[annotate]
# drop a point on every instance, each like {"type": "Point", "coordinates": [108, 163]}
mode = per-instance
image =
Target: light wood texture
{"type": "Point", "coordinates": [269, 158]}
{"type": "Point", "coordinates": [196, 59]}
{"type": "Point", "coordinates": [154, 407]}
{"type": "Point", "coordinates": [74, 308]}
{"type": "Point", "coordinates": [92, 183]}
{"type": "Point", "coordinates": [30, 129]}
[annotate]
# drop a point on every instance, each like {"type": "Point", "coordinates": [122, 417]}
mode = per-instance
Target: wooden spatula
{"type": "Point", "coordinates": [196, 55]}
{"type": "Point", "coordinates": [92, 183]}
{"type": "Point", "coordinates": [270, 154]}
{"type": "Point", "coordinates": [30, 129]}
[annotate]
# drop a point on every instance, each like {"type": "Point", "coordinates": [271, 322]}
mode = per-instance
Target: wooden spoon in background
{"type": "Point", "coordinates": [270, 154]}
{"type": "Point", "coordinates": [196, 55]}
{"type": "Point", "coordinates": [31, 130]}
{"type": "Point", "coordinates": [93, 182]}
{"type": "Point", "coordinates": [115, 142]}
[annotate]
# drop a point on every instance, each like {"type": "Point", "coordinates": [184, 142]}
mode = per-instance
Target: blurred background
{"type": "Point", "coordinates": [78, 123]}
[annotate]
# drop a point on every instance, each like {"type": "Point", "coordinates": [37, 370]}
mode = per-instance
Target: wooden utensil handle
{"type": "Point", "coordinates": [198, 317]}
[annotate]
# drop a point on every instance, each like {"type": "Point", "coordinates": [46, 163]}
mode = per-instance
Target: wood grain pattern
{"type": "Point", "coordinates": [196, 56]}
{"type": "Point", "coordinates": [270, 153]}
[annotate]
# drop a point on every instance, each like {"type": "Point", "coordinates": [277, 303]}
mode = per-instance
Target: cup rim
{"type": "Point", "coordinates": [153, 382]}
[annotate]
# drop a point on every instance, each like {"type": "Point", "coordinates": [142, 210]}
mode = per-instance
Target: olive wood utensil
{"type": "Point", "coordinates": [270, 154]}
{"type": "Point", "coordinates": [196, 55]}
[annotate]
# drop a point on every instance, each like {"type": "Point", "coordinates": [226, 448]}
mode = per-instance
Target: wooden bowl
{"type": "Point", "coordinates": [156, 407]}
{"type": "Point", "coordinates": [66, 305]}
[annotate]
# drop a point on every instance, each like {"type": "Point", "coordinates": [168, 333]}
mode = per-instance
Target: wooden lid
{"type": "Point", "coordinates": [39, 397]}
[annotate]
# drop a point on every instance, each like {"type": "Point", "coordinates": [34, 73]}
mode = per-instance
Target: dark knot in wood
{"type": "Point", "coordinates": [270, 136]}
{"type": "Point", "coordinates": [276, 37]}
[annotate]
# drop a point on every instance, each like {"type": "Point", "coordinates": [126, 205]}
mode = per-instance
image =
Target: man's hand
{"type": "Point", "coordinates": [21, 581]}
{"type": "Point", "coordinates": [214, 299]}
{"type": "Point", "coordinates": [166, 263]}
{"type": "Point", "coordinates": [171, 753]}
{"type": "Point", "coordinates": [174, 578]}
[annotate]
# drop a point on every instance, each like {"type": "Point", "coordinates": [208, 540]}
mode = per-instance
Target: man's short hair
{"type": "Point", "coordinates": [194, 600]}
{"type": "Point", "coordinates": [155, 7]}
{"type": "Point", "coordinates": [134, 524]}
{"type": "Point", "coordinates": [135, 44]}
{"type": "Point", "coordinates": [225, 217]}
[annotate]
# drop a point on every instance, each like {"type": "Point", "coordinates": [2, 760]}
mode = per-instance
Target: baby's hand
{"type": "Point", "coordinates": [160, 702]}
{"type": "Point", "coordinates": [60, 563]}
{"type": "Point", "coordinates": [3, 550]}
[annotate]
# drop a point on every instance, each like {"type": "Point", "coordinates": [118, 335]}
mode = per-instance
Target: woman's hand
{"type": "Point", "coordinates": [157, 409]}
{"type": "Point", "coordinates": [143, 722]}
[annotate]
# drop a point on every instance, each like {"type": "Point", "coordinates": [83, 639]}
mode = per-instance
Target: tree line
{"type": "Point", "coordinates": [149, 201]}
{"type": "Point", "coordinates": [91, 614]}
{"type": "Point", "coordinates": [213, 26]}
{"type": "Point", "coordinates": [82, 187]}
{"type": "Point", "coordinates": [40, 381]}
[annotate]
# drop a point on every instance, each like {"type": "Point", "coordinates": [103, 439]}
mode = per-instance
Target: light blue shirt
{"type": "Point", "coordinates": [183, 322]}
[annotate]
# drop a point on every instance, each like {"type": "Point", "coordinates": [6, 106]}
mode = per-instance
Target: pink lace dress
§ §
**AIM OF THE EXERCISE**
Output all of the data exactly as given.

**WRITTEN SOLUTION**
[annotate]
# drop a point on every instance, each like {"type": "Point", "coordinates": [108, 163]}
mode = per-instance
image =
Target: light wood texture
{"type": "Point", "coordinates": [269, 158]}
{"type": "Point", "coordinates": [196, 59]}
{"type": "Point", "coordinates": [154, 407]}
{"type": "Point", "coordinates": [74, 308]}
{"type": "Point", "coordinates": [92, 183]}
{"type": "Point", "coordinates": [30, 129]}
[annotate]
# drop a point on every instance, each like {"type": "Point", "coordinates": [122, 417]}
mode = per-instance
Target: wooden spatula
{"type": "Point", "coordinates": [196, 55]}
{"type": "Point", "coordinates": [92, 183]}
{"type": "Point", "coordinates": [270, 154]}
{"type": "Point", "coordinates": [30, 129]}
[annotate]
# drop a point on every instance, each like {"type": "Point", "coordinates": [271, 322]}
mode = per-instance
Target: wooden spoon in background
{"type": "Point", "coordinates": [270, 154]}
{"type": "Point", "coordinates": [196, 55]}
{"type": "Point", "coordinates": [31, 130]}
{"type": "Point", "coordinates": [93, 182]}
{"type": "Point", "coordinates": [115, 142]}
[annotate]
# drop a point on every instance, each like {"type": "Point", "coordinates": [184, 142]}
mode = per-instance
Target: blurred background
{"type": "Point", "coordinates": [78, 123]}
[annotate]
# drop a point on every instance, each like {"type": "Point", "coordinates": [37, 370]}
mode = per-instance
Target: wooden utensil handle
{"type": "Point", "coordinates": [198, 317]}
[annotate]
# drop a point on every instance, each like {"type": "Point", "coordinates": [46, 163]}
mode = per-instance
Target: wood grain pattern
{"type": "Point", "coordinates": [196, 56]}
{"type": "Point", "coordinates": [270, 153]}
[annotate]
# drop a point on every instance, each like {"type": "Point", "coordinates": [277, 303]}
mode = per-instance
Target: cup rim
{"type": "Point", "coordinates": [153, 382]}
[annotate]
# drop a point on every instance, each like {"type": "Point", "coordinates": [142, 210]}
mode = per-instance
Target: olive wood utensil
{"type": "Point", "coordinates": [270, 154]}
{"type": "Point", "coordinates": [196, 55]}
[annotate]
# drop a point on every instance, each like {"type": "Point", "coordinates": [226, 448]}
mode = per-instance
Target: wooden bowl
{"type": "Point", "coordinates": [156, 407]}
{"type": "Point", "coordinates": [66, 305]}
[annotate]
# drop a point on every instance, each like {"type": "Point", "coordinates": [168, 333]}
mode = per-instance
Target: wooden lid
{"type": "Point", "coordinates": [39, 397]}
[annotate]
# drop a point on every instance, each like {"type": "Point", "coordinates": [34, 73]}
mode = per-instance
Target: dark knot in wood
{"type": "Point", "coordinates": [270, 136]}
{"type": "Point", "coordinates": [276, 37]}
[annotate]
# drop a point on every instance, each like {"type": "Point", "coordinates": [126, 205]}
mode = per-instance
image =
Target: man's hand
{"type": "Point", "coordinates": [21, 581]}
{"type": "Point", "coordinates": [214, 299]}
{"type": "Point", "coordinates": [166, 263]}
{"type": "Point", "coordinates": [171, 753]}
{"type": "Point", "coordinates": [174, 578]}
[annotate]
# drop a point on every instance, each like {"type": "Point", "coordinates": [208, 540]}
mode = per-instance
Target: man's short hair
{"type": "Point", "coordinates": [194, 600]}
{"type": "Point", "coordinates": [155, 7]}
{"type": "Point", "coordinates": [134, 524]}
{"type": "Point", "coordinates": [135, 44]}
{"type": "Point", "coordinates": [225, 217]}
[annotate]
# drop a point on every instance, each like {"type": "Point", "coordinates": [2, 760]}
mode = per-instance
Target: baby's hand
{"type": "Point", "coordinates": [160, 702]}
{"type": "Point", "coordinates": [60, 563]}
{"type": "Point", "coordinates": [3, 550]}
[annotate]
# drop a point on every instance, each like {"type": "Point", "coordinates": [118, 335]}
mode = per-instance
Target: woman's hand
{"type": "Point", "coordinates": [157, 409]}
{"type": "Point", "coordinates": [143, 722]}
[annotate]
# drop a point on every instance, each like {"type": "Point", "coordinates": [83, 639]}
mode = per-instance
Target: tree line
{"type": "Point", "coordinates": [149, 201]}
{"type": "Point", "coordinates": [91, 614]}
{"type": "Point", "coordinates": [213, 26]}
{"type": "Point", "coordinates": [82, 187]}
{"type": "Point", "coordinates": [40, 381]}
[annotate]
# drop a point on every instance, each like {"type": "Point", "coordinates": [103, 439]}
mode = per-instance
Target: light blue shirt
{"type": "Point", "coordinates": [183, 322]}
[annotate]
# drop a point on every instance, each like {"type": "Point", "coordinates": [6, 106]}
mode = per-instance
Target: pink lace dress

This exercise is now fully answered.